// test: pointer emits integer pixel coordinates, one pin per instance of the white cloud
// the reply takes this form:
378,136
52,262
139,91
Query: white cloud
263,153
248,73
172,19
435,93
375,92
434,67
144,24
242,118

Ejercicio: Reproduce sin ningún cambio todas las líneas de los ítems anteriores.

Respuesta:
// test: pointer emits integer pixel coordinates, one pin per instance of the white cloud
// the reply takes this form:
378,136
52,262
139,91
Query: white cloud
263,153
248,73
172,19
435,93
375,92
434,67
144,24
242,118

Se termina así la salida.